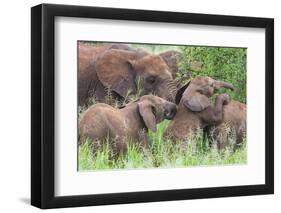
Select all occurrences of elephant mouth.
[164,107,177,120]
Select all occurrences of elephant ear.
[183,92,211,112]
[138,101,157,132]
[95,50,135,97]
[159,50,179,79]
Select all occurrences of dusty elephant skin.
[79,95,176,152]
[207,101,247,150]
[78,44,177,106]
[165,77,234,143]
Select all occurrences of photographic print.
[31,4,274,209]
[77,41,247,171]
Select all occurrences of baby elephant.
[207,101,247,150]
[165,77,234,143]
[79,95,176,153]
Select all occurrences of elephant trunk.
[166,81,177,102]
[215,81,234,90]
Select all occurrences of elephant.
[206,100,247,150]
[165,76,234,143]
[79,95,177,153]
[78,42,177,106]
[78,41,139,75]
[159,50,180,79]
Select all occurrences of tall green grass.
------------------------------------------------------------
Goal of the exercise – Rewrite every line of the listing above with "occurrences" swapped for "instances" and nothing else changed. Leave out the pictures.

Correct answer –
Select all instances of elephant mouth.
[164,107,177,120]
Select all instances of elephant ear.
[183,92,211,112]
[138,101,157,132]
[95,50,135,97]
[159,50,179,79]
Select all instances of dusty elephant skin.
[79,95,176,152]
[207,101,247,150]
[78,44,177,106]
[165,77,234,143]
Select all instances of photographic print.
[31,4,274,209]
[77,41,247,171]
Select all instances of baby elephant.
[207,101,247,150]
[165,77,234,143]
[79,95,176,153]
Select all instances of elephant trunk.
[166,81,177,102]
[215,81,234,90]
Select all instances of elephant.
[206,100,247,150]
[165,76,234,143]
[79,95,177,153]
[78,42,177,106]
[78,41,139,75]
[159,50,180,79]
Select all instances of tall green grass.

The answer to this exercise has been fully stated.